▶ TRY IT: The records below are to be reproduced exactly, with every picture left out.

▶ Stored items:
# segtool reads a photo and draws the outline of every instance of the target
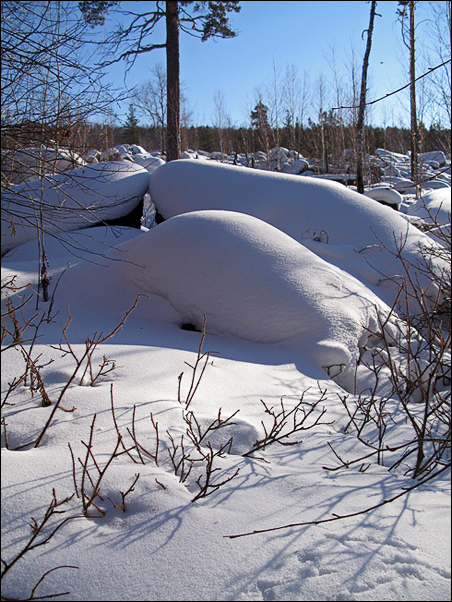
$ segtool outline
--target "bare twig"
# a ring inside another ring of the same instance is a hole
[[[366,508],[364,510],[358,510],[357,512],[351,512],[350,514],[342,514],[342,515],[333,514],[332,518],[325,518],[325,519],[321,519],[321,520],[311,520],[311,521],[305,521],[305,522],[300,522],[300,523],[291,523],[288,525],[282,525],[280,527],[270,527],[269,529],[259,529],[259,530],[256,529],[255,531],[250,531],[249,533],[239,533],[237,535],[224,535],[224,537],[226,537],[228,539],[237,539],[238,537],[247,537],[248,535],[258,535],[261,533],[270,533],[273,531],[281,531],[282,529],[290,529],[292,527],[306,527],[308,525],[323,525],[325,523],[331,523],[331,522],[337,521],[337,520],[344,520],[346,518],[354,518],[355,516],[361,516],[362,514],[367,514],[368,512],[372,512],[372,510],[381,508],[382,506],[385,506],[386,504],[391,504],[392,502],[395,502],[396,500],[407,495],[414,489],[417,489],[418,487],[421,487],[428,481],[431,481],[432,479],[436,478],[442,472],[444,472],[445,470],[448,470],[449,468],[450,468],[450,462],[446,466],[443,466],[440,470],[438,470],[434,474],[431,474],[426,479],[424,479],[422,481],[418,481],[415,485],[412,485],[411,487],[403,488],[401,493],[398,493],[397,495],[395,495],[391,498],[385,499],[382,502],[380,502],[379,504],[375,504],[374,506],[370,506],[369,508]]]

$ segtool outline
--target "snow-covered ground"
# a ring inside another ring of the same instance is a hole
[[[387,278],[402,240],[414,281],[422,248],[445,269],[412,222],[450,232],[450,186],[398,190],[396,212],[321,179],[128,151],[118,165],[141,167],[105,204],[144,194],[147,172],[166,221],[49,227],[47,302],[37,239],[2,258],[2,596],[51,571],[35,596],[449,600],[450,468],[411,478],[425,405],[391,386],[389,365],[414,368]]]

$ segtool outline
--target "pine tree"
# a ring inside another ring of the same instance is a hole
[[[85,20],[94,27],[103,24],[108,11],[119,4],[119,1],[85,0],[79,2],[79,7]],[[142,2],[141,5],[147,8],[147,3]],[[165,8],[157,2],[156,10],[138,14],[129,27],[116,30],[109,40],[115,58],[106,64],[125,60],[133,65],[138,54],[166,48],[167,161],[179,159],[181,152],[179,31],[195,35],[203,42],[214,37],[233,38],[236,33],[230,28],[227,16],[231,11],[240,11],[237,0],[168,1],[165,2]],[[161,19],[166,20],[166,41],[152,43],[150,37]]]
[[[123,142],[124,144],[140,144],[140,126],[133,104],[129,105],[127,121],[124,124]]]
[[[251,111],[251,127],[257,132],[257,138],[260,150],[264,150],[267,155],[270,150],[270,124],[268,123],[268,107],[262,100],[256,104]]]

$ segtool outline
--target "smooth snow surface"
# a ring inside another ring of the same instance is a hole
[[[433,223],[440,226],[450,225],[450,188],[427,191],[408,208],[407,213],[421,218],[430,225]]]
[[[385,275],[400,273],[399,250],[416,266],[420,246],[434,244],[393,209],[320,178],[181,160],[151,174],[150,193],[164,218],[205,209],[258,217],[365,281],[389,305],[395,291]]]
[[[359,281],[252,216],[199,211],[171,218],[121,248],[118,288],[168,299],[201,330],[291,343],[320,367],[355,370],[358,342],[389,308]]]

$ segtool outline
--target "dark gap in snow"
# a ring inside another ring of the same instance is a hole
[[[182,322],[180,325],[181,330],[188,330],[190,332],[201,332],[201,329],[196,326],[196,324],[192,324],[191,322]]]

▶ EXERCISE OUTPUT:
# segtool reads a photo and draws the outline of every instance of the target
$ segtool outline
--target "bare twig"
# a ring inside another ring of the same instance is a hole
[[[366,508],[364,510],[358,510],[357,512],[351,512],[350,514],[342,514],[342,515],[333,514],[332,518],[325,518],[325,519],[321,519],[321,520],[311,520],[311,521],[305,521],[305,522],[300,522],[300,523],[291,523],[288,525],[282,525],[280,527],[270,527],[269,529],[259,529],[259,530],[256,529],[255,531],[250,531],[249,533],[239,533],[237,535],[224,535],[224,537],[226,537],[228,539],[237,539],[238,537],[247,537],[248,535],[258,535],[261,533],[270,533],[273,531],[281,531],[282,529],[290,529],[292,527],[306,527],[308,525],[323,525],[325,523],[331,523],[331,522],[337,521],[337,520],[344,520],[346,518],[354,518],[355,516],[361,516],[362,514],[367,514],[368,512],[372,512],[372,510],[381,508],[382,506],[385,506],[386,504],[391,504],[392,502],[395,502],[396,500],[407,495],[414,489],[417,489],[418,487],[421,487],[428,481],[431,481],[432,479],[436,478],[442,472],[444,472],[445,470],[448,470],[449,468],[450,468],[450,462],[446,466],[443,466],[440,470],[438,470],[434,474],[431,474],[426,479],[424,479],[422,481],[418,481],[415,485],[412,485],[411,487],[403,488],[401,493],[398,493],[397,495],[395,495],[391,498],[385,499],[382,502],[380,502],[379,504],[375,504],[374,506],[370,506],[369,508]]]

$ segtool outline
--target "snow-covered ground"
# a ring inside another ring of the same instance is a hole
[[[387,278],[402,240],[414,281],[422,248],[445,269],[412,222],[450,232],[450,186],[398,190],[396,212],[321,179],[128,151],[118,165],[141,167],[105,204],[144,194],[147,172],[166,221],[49,227],[47,302],[37,239],[2,258],[2,596],[51,571],[35,596],[449,600],[450,468],[411,478],[425,405],[391,386],[389,365],[414,368]]]

$ segtool outline
--target "pine tree"
# a ring inside another ring of the same instance is a hole
[[[85,20],[94,27],[103,24],[108,11],[119,4],[119,1],[85,0],[79,2],[79,7]],[[142,2],[141,5],[147,8],[147,3]],[[165,8],[157,2],[156,10],[138,14],[129,27],[116,30],[109,40],[115,58],[106,64],[125,60],[133,65],[138,54],[166,48],[167,161],[179,159],[181,152],[179,31],[195,35],[203,42],[214,37],[233,38],[236,33],[230,28],[227,16],[231,11],[240,11],[237,0],[168,1],[165,2]],[[161,19],[166,20],[166,41],[152,43],[150,37]]]
[[[123,142],[124,144],[140,144],[140,126],[133,104],[129,105],[127,121],[124,124]]]
[[[251,111],[251,127],[257,132],[257,138],[260,150],[264,150],[267,155],[270,150],[270,124],[268,123],[268,107],[262,100],[256,104]]]

$ segtool outline
--target "smooth snow surface"
# a ring inside another ring of the same instance is a hole
[[[433,223],[440,226],[450,225],[450,188],[427,191],[408,208],[407,213],[421,218],[430,225]]]
[[[385,275],[400,273],[399,250],[416,266],[420,246],[434,244],[393,209],[320,178],[181,160],[151,174],[150,193],[164,218],[205,209],[258,217],[365,281],[389,305],[395,291]]]
[[[359,281],[252,216],[199,211],[171,218],[121,248],[118,288],[168,299],[201,330],[291,343],[320,367],[355,370],[358,342],[389,308]]]

$ segtool outline
--target "dark gap in snow"
# a ring inside another ring of the same instance is a hole
[[[182,322],[180,325],[181,330],[188,330],[190,332],[201,332],[201,329],[196,326],[196,324],[192,324],[191,322]]]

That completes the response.